ASSIGNMENT 1 -> List every person named in the article on British TV satire below.
ASSIGNMENT 2 -> From the article on British TV satire below, copy word for word the passage starting at "Good satire needs" and ending at "parody of himself.".
*** Opening of READING TEXT ***
How soon is too soon? The fallacy of British TV satirising painful recent events

The latest in a questionable string of series aiming to wring laughs from recent UK history without any striking political commentary, This England feels like dramatisation for dramatisation’s sake to Lillian Crawford. Here’s where the trend goes wrong.

Good satire needs its finger permanently pressed to the pulse of politics. It is a responsive form of comedy, one which makes mockery of current events. It is often said that series such as Armando Ianucci’s The Thick of It could not be made today because the reality of contemporary politics is too outlandish and absurd to be satirised. A man as corrupt and unbound to rules and precedent as Boris Johnson, for example, can only be presented as he actually is to warrant laughter—a parody of himself.

The premise of This England, a six-part series written by Michael Winterbottom and Kieron Quirke, is simply that—to invite raucous guffaws at the previous British Prime Minister through brute presentation. The series poses a number of questions about the nature of dramatisation of real, recent events and the ethics of doing so, especially when so many people died during the COVID-19 pandemic.
*** Close of READING TEXT ***
*** Opening of DATA SUPPLIED ***
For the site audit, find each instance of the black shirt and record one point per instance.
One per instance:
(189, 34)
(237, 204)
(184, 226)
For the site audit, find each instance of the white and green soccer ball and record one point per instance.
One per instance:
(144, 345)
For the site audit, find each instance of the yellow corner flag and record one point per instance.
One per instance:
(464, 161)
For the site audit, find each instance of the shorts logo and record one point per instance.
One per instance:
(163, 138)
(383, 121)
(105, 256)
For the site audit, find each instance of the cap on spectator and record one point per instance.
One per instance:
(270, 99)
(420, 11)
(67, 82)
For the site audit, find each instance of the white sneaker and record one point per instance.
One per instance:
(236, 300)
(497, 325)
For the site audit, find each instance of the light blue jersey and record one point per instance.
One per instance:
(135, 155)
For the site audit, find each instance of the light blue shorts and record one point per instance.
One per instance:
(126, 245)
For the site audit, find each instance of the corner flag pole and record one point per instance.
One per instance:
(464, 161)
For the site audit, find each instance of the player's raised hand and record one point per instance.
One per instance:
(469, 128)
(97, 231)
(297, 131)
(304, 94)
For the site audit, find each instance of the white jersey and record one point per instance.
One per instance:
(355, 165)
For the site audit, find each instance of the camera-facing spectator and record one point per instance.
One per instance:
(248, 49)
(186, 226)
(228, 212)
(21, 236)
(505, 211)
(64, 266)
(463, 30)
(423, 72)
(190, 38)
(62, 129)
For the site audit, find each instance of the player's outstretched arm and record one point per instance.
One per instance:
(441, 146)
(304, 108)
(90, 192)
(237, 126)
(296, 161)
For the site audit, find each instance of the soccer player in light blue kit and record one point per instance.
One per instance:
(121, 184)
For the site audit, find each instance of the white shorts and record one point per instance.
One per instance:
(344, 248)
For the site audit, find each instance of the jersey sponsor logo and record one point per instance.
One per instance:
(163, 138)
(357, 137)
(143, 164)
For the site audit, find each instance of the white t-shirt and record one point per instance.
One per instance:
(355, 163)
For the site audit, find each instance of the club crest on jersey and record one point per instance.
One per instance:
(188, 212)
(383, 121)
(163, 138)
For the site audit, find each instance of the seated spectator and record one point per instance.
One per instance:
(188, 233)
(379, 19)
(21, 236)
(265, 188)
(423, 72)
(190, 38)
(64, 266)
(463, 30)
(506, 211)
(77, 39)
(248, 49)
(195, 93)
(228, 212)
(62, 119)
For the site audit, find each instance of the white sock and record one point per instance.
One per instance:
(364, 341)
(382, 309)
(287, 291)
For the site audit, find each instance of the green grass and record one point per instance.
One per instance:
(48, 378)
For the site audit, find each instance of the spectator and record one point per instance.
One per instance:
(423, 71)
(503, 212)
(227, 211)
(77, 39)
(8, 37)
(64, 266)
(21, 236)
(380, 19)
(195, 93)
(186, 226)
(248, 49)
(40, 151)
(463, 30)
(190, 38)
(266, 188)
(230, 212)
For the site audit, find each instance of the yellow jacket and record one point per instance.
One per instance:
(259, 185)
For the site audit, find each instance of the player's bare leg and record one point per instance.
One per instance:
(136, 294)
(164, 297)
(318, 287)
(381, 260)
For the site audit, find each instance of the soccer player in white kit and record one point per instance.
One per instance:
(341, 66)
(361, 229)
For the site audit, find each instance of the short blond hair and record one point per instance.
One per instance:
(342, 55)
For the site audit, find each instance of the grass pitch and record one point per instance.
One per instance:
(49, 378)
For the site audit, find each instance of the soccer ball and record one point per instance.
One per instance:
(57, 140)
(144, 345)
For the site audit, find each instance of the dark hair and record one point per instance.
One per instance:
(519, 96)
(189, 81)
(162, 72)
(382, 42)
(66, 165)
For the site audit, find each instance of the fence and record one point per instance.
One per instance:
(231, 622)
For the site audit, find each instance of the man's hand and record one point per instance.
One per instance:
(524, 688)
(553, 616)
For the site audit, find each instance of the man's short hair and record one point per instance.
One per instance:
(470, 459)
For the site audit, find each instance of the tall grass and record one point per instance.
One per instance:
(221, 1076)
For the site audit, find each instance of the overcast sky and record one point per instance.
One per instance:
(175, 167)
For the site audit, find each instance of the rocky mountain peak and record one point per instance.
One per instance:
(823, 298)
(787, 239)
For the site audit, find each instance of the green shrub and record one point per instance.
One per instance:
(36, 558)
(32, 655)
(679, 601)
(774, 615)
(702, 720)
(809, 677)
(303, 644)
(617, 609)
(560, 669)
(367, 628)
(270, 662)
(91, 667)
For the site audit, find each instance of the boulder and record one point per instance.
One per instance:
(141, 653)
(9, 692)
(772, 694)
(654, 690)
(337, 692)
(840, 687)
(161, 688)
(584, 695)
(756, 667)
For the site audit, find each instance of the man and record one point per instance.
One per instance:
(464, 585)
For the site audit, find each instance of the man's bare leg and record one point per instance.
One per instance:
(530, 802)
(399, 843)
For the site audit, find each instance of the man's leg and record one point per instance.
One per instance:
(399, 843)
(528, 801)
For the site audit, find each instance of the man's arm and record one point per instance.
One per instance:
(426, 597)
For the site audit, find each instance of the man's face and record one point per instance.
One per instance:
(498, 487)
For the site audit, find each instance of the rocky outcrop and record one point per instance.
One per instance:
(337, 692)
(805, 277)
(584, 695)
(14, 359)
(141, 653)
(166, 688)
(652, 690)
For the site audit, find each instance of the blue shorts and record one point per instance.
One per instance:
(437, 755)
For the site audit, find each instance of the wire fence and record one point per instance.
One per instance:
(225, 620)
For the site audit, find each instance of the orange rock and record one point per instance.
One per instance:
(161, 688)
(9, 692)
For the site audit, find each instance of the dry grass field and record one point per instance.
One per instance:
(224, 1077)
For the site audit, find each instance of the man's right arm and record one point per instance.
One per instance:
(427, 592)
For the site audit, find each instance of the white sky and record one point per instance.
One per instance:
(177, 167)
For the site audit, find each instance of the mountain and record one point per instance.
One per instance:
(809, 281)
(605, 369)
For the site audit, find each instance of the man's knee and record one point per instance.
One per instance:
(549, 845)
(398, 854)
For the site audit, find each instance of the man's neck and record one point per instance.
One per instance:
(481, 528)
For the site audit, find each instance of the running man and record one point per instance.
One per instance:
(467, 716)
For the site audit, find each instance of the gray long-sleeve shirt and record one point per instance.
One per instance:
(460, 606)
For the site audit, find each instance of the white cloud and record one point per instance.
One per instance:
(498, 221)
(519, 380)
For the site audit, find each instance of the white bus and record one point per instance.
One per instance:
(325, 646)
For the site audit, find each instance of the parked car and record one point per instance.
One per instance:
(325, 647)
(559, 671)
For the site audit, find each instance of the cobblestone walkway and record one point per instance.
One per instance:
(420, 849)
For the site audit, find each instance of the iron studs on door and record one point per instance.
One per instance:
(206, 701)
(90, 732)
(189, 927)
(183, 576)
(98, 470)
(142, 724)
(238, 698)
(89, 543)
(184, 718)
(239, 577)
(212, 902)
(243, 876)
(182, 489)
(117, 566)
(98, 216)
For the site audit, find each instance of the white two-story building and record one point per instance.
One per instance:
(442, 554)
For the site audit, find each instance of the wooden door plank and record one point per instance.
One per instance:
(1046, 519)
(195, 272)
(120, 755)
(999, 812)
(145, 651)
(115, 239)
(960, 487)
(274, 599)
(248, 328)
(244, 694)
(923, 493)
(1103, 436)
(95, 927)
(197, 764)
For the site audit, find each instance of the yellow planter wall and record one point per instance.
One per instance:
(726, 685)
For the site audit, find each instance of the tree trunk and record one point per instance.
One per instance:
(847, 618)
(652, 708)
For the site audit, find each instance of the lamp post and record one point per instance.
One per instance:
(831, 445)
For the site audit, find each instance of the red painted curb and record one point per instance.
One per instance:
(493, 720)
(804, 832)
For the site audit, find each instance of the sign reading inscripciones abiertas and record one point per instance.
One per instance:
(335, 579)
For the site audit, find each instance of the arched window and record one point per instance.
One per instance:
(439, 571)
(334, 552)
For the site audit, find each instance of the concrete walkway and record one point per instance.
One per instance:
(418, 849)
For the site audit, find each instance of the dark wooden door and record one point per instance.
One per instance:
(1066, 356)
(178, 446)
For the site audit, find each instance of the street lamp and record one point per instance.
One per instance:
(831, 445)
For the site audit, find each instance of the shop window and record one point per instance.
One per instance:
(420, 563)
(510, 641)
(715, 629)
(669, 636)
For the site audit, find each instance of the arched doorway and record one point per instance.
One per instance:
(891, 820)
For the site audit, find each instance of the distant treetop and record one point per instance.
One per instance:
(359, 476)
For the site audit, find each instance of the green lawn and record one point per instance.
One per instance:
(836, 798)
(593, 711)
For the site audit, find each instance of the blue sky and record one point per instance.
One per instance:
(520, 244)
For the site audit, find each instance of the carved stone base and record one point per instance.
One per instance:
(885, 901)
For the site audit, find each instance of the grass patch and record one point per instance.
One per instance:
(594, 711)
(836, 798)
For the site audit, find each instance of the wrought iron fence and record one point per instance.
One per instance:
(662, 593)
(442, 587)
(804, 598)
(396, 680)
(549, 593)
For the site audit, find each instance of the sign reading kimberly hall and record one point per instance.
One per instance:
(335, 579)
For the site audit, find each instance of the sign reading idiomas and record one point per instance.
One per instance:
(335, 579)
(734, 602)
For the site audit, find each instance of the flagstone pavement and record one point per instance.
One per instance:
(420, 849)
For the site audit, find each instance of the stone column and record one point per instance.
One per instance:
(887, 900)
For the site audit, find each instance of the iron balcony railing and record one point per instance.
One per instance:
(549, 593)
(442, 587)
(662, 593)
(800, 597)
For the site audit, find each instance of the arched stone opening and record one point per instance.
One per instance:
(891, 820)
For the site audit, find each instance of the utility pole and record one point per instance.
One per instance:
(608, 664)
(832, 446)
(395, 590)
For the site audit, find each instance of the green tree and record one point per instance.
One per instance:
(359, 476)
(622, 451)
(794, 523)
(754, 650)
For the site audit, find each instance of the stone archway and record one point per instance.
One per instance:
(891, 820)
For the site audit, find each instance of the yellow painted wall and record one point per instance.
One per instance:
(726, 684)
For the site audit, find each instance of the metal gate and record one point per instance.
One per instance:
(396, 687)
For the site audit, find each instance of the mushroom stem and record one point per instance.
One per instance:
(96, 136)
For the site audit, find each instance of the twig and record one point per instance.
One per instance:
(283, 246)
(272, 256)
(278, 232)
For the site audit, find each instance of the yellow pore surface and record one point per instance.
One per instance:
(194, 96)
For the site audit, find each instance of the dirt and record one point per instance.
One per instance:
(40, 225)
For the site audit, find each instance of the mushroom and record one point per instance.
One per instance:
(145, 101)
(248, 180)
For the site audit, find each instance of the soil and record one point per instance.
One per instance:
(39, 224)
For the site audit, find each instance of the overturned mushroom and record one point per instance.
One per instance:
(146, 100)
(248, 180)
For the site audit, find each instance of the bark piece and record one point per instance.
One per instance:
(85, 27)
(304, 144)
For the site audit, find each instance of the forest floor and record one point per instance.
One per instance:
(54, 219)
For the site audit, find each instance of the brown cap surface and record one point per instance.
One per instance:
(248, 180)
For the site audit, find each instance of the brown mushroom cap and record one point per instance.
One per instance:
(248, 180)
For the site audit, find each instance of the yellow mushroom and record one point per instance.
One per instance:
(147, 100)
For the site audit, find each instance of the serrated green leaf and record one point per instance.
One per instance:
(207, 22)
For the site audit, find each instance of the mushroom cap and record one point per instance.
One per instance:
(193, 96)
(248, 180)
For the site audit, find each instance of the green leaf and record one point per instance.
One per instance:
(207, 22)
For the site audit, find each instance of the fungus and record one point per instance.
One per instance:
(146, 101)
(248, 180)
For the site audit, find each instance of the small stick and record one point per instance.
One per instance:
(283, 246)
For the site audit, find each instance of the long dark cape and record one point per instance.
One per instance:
*** Close of DATA SUPPLIED ***
RESPONSE 1 -> Lillian Crawford, Armando Ianucci, Boris Johnson, Michael Winterbottom, Kieron Quirke

RESPONSE 2 ->
Good satire needs its finger permanently pressed to the pulse of politics. It is a responsive form of comedy, one which makes mockery of current events. It is often said that series such as Armando Ianucci’s The Thick of It could not be made today because the reality of contemporary politics is too outlandish and absurd to be satirised. A man as corrupt and unbound to rules and precedent as Boris Johnson, for example, can only be presented as he actually is to warrant laughter—a parody of himself.